#### Exercise goal
Print every line of the listing below as a numbered list, omitting blank lines. Leave the pictures out of your answer.

# Start of Source data

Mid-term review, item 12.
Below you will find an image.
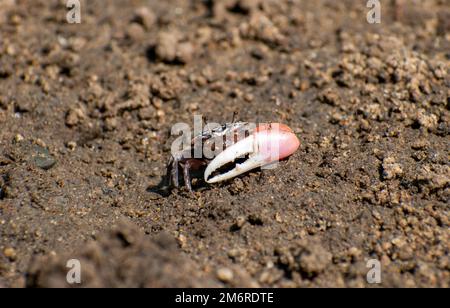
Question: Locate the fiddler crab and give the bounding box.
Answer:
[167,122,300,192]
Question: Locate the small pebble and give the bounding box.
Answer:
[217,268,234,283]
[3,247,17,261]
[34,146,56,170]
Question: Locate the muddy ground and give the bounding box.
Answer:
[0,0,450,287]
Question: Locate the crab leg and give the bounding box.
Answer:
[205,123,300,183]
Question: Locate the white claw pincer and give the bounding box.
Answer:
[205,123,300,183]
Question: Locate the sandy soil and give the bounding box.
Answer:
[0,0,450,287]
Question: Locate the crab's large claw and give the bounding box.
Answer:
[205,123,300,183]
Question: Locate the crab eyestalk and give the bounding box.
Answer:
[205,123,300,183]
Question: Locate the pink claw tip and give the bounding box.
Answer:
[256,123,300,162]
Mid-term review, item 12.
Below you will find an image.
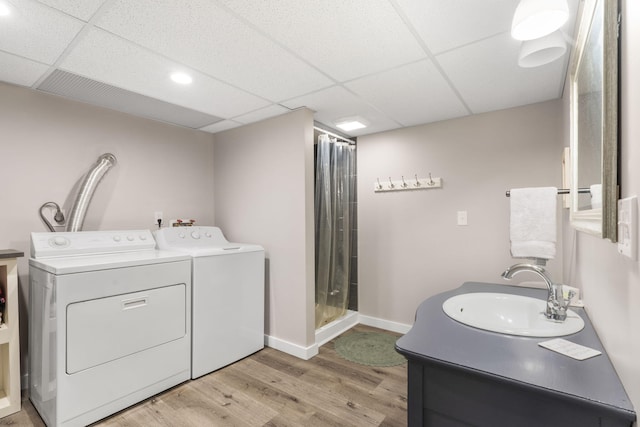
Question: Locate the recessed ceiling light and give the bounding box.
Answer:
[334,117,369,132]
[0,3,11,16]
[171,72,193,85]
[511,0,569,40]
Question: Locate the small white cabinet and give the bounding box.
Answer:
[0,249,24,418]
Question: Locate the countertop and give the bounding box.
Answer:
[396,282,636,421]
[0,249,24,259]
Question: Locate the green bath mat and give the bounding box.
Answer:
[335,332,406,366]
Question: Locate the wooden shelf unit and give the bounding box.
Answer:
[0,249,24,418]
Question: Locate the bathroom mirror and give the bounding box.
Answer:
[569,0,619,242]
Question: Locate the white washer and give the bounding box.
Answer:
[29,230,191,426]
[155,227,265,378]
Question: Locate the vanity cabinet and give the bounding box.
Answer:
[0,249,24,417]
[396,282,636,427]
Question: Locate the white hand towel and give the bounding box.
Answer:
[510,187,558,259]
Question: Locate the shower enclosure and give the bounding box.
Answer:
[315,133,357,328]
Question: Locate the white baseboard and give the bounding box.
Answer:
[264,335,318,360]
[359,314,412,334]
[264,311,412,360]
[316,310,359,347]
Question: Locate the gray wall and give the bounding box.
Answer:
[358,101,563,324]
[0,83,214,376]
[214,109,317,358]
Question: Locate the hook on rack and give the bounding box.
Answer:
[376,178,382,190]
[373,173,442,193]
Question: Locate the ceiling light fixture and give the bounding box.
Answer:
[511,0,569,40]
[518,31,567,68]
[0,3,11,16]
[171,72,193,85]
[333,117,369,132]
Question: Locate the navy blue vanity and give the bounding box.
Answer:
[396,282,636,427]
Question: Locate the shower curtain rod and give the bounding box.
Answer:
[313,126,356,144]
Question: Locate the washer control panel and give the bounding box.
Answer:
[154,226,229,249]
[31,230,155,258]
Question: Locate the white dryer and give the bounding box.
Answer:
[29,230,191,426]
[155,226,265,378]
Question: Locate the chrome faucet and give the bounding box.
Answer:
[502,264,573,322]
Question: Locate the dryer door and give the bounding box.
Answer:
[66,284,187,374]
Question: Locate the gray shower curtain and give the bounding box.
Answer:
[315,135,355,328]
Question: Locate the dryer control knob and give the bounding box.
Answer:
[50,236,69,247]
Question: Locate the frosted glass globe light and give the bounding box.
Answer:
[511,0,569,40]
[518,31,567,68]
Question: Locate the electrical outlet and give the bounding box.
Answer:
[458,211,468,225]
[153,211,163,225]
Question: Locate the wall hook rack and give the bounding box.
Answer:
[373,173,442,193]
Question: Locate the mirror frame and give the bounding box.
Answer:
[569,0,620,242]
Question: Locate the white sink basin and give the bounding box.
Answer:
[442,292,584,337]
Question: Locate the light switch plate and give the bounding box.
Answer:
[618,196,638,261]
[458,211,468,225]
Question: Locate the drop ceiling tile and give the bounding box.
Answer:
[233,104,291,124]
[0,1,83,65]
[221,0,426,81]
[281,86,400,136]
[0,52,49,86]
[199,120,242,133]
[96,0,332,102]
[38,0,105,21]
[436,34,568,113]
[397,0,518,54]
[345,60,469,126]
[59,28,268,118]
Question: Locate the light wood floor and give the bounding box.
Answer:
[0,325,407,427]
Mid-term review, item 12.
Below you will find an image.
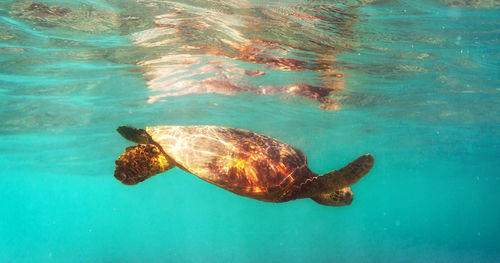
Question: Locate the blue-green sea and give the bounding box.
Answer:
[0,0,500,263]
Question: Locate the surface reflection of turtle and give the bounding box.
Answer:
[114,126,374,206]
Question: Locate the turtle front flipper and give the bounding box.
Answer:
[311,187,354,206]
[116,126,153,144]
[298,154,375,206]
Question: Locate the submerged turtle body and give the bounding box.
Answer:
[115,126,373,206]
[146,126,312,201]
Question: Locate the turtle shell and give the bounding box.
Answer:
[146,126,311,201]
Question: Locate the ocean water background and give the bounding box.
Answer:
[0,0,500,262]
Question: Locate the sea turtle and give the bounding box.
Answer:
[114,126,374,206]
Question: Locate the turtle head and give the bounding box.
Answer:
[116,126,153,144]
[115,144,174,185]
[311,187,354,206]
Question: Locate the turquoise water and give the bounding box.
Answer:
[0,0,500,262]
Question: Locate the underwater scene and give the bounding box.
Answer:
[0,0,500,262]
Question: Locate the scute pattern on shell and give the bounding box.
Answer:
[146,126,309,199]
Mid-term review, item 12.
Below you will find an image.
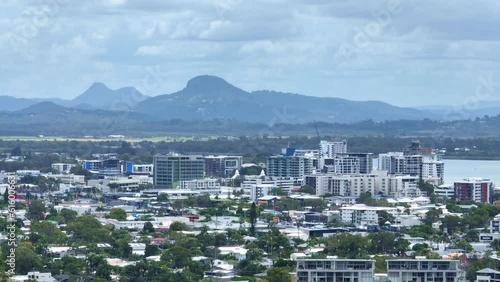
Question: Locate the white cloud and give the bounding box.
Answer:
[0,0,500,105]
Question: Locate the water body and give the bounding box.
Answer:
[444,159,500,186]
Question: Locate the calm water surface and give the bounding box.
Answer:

# End of Source data

#### Answer to the task
1. Mid-term review, item 12.
2. Below you will find an image.
3. Question: Locate the fiddler crab and give the bounding box.
4. Answer:
5. [167,122,300,192]
6. Question: Locate the small pebble and give the bounding box.
7. Answer:
8. [217,268,234,283]
9. [3,247,17,261]
10. [34,146,56,170]
11. Question: Locate the muddy ground and give the bounding box.
12. Answer:
13. [0,0,450,287]
14. Question: Locate the crab leg and give the bounding box.
15. Answer:
16. [205,123,300,183]
17. Question: Locate the white claw pincer and give the bounding box.
18. Answer:
19. [205,123,300,183]
20. Question: Locate the sandy soil and give the bounding box.
21. Answer:
22. [0,0,450,287]
23. Question: Locate the crab's large claw and give the bounding box.
24. Answer:
25. [205,123,300,183]
26. Question: Locate the crab eyestalk and give the bounding box.
27. Answer:
28. [205,123,300,183]
29. Question: Locate the pink claw tip and give the bounding box.
30. Answer:
31. [256,123,300,162]
32. Mid-term review, item 12.
33. Below you will find an image.
34. Question: Locate the recessed ceiling light and give the bounding box.
35. Answer:
36. [334,117,369,132]
37. [0,3,11,16]
38. [171,72,193,85]
39. [511,0,569,40]
40. Question: Locate the small white cabinet and give the bounding box.
41. Answer:
42. [0,249,24,418]
43. Question: Locate the countertop and give the bounding box.
44. Answer:
45. [396,282,636,421]
46. [0,249,24,259]
47. Question: Locate the green bath mat and give the bounding box.
48. Answer:
49. [335,332,406,366]
50. Question: Locate the wooden shelf unit and give the bounding box.
51. Answer:
52. [0,249,24,418]
53. Question: Locate the bathroom mirror and give the bounding box.
54. Answer:
55. [569,0,619,242]
56. Question: Locate the white washer and give the bounding box.
57. Answer:
58. [29,230,191,426]
59. [155,227,265,378]
60. Question: Locate the vanity cabinet and give the bounding box.
61. Answer:
62. [0,249,24,417]
63. [396,282,636,427]
64. Question: Locate the white hand towel and give the bounding box.
65. Answer:
66. [510,187,558,259]
67. Question: Locate the shower enclosure and give the bounding box.
68. Answer:
69. [315,133,357,328]
70. Question: Locate the white baseboard and give the bounding box.
71. Answer:
72. [264,335,318,360]
73. [359,314,412,334]
74. [264,311,412,360]
75. [316,310,359,347]
76. Question: Locate the gray wall and give the bounding box.
77. Answer:
78. [358,101,563,324]
79. [0,83,214,376]
80. [214,109,317,358]
81. Question: Locate the hook on rack and give the bounding box.
82. Answer:
83. [376,178,382,190]
84. [373,173,442,193]
85. Question: Locate the ceiling light fixture and give the bounding box.
86. Answer:
87. [511,0,569,40]
88. [518,31,567,68]
89. [0,3,11,16]
90. [171,72,193,85]
91. [333,117,369,132]
92. Question: Locate the navy blue vanity and give the bounding box.
93. Answer:
94. [396,282,636,427]
95. Question: Locate the shower curtain rod and give the bounding box.
96. Answer:
97. [313,126,356,144]
98. Question: Locate the washer control panel and give the bounding box.
99. Answer:
100. [154,226,229,249]
101. [31,230,155,258]
102. Question: Locate the white dryer and give the bounding box.
103. Answer:
104. [29,230,191,426]
105. [155,226,265,378]
106. Question: Locate the chrome faucet and give the bounding box.
107. Answer:
108. [502,264,573,322]
109. Question: Locate the dryer door and give the bounding box.
110. Answer:
111. [66,284,187,374]
112. Question: Locate the gray shower curtain and give the bounding box.
113. Answer:
114. [315,135,355,328]
115. Question: Locate the dryer control knob and give the bounding box.
116. Answer:
117. [50,236,69,247]
118. Question: Locate the frosted glass globe light and give the bounding box.
119. Answer:
120. [511,0,569,40]
121. [518,31,567,68]
122. Question: Locate the electrical outlet and give the bounding box.
123. Answer:
124. [458,211,468,225]
125. [153,211,163,225]
126. Question: Locate the wall hook rack and give the bounding box.
127. Answer:
128. [373,173,442,193]
129. Question: Locate the mirror frame and give the bounding box.
130. Answer:
131. [569,0,620,242]
132. Question: Locate the white sink basin and give the bounding box.
133. Answer:
134. [442,292,584,337]
135. Question: Locate the light switch plate and give the bounding box.
136. Answer:
137. [618,196,638,261]
138. [458,211,468,225]
139. Question: Locate the drop ceiling tile and give the bounding box.
140. Answer:
141. [233,104,291,124]
142. [0,1,83,65]
143. [221,0,426,81]
144. [281,86,400,136]
145. [0,52,49,86]
146. [199,120,242,133]
147. [96,0,332,102]
148. [38,0,105,21]
149. [436,34,568,113]
150. [397,0,518,54]
151. [345,60,469,126]
152. [59,28,268,118]
153. Question: Locate the light wood floor and give the bounding box.
154. Answer:
155. [0,325,407,427]
156. Mid-term review, item 12.
157. Below you will find an image.
158. Question: Locate the blue-green sea and give the bounding box.
159. Answer:
160. [0,0,500,263]
161. Question: Locate the surface reflection of turtle and give the bounding box.
162. Answer:
163. [114,126,374,206]
164. Question: Locate the turtle front flipper and give the bounding box.
165. Answer:
166. [311,187,354,206]
167. [116,126,153,144]
168. [298,154,375,206]
169. Question: Locate the submerged turtle body and give the bounding box.
170. Answer:
171. [115,126,373,206]
172. [146,126,312,201]
173. Question: Locate the turtle shell and give the bounding box.
174. Answer:
175. [146,126,311,201]
176. Question: Locate the ocean water background and give the bounding box.
177. Answer:
178. [0,0,500,262]
179. Question: Locate the sea turtle and give the bounding box.
180. Answer:
181. [114,126,374,206]
182. Question: Locate the turtle head and give the bounding box.
183. Answer:
184. [116,126,153,144]
185. [115,144,174,185]
186. [311,187,354,206]
187. Question: Locate the turquoise water and give the bounding box.
188. Answer:
189. [0,0,500,262]
190. Question: Locate the underwater scene and give the bounding box.
191. Answer:
192. [0,0,500,262]
193. Question: Locate the scute pattern on shell and give the bounding box.
194. Answer:
195. [146,126,309,199]
196. Mid-term review, item 12.
197. Below you will find an image.
198. Question: Locate the white cloud and give the bounding box.
199. Answer:
200. [0,0,500,105]
201. Question: Locate the water body and give the bounding box.
202. Answer:
203. [444,159,500,186]
204. Question: Locate the calm water surface and give the bounding box.
205. Answer:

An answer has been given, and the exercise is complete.